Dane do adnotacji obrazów
========
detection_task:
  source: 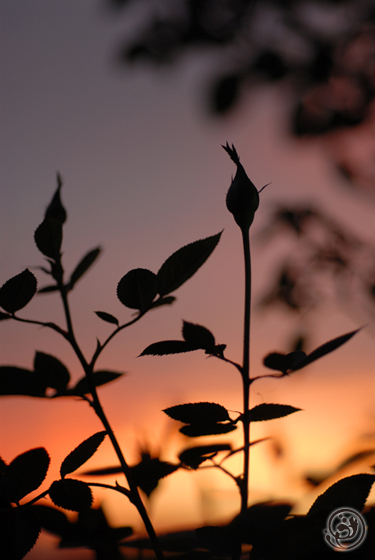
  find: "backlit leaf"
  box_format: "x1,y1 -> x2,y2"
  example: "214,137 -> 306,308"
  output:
0,268 -> 37,313
60,431 -> 107,478
158,232 -> 222,296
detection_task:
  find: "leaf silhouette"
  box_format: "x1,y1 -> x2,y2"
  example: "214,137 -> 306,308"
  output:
48,478 -> 93,511
163,402 -> 231,424
60,431 -> 107,478
0,268 -> 37,313
249,403 -> 301,422
117,268 -> 159,313
307,474 -> 375,516
157,232 -> 222,296
0,447 -> 50,504
68,247 -> 101,290
34,352 -> 70,391
94,311 -> 119,326
34,217 -> 62,261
========
Zadanie. Zacytuj wiernie wszystkie powyższe rekordy, wiersz po wierszu. Nie umieszczaj w odpowiedzi samych obrazów.

Rozwiązanie pisemne.
detection_task:
  source: 
  find: "backlit leaf"
  box_format: "x1,y1 -> x2,y2"
  example: "214,137 -> 306,308"
  output:
0,268 -> 37,313
60,431 -> 107,478
158,232 -> 222,296
detection_task:
  find: "leaf silhouette"
  box_format: "x1,y1 -> x2,y2"
  example: "214,137 -> 306,308"
  output:
48,478 -> 93,511
163,402 -> 231,424
60,431 -> 107,478
0,268 -> 37,313
249,403 -> 301,422
117,268 -> 159,313
307,474 -> 375,516
157,232 -> 222,296
0,447 -> 50,504
68,247 -> 101,290
34,352 -> 70,391
94,311 -> 119,326
34,217 -> 62,261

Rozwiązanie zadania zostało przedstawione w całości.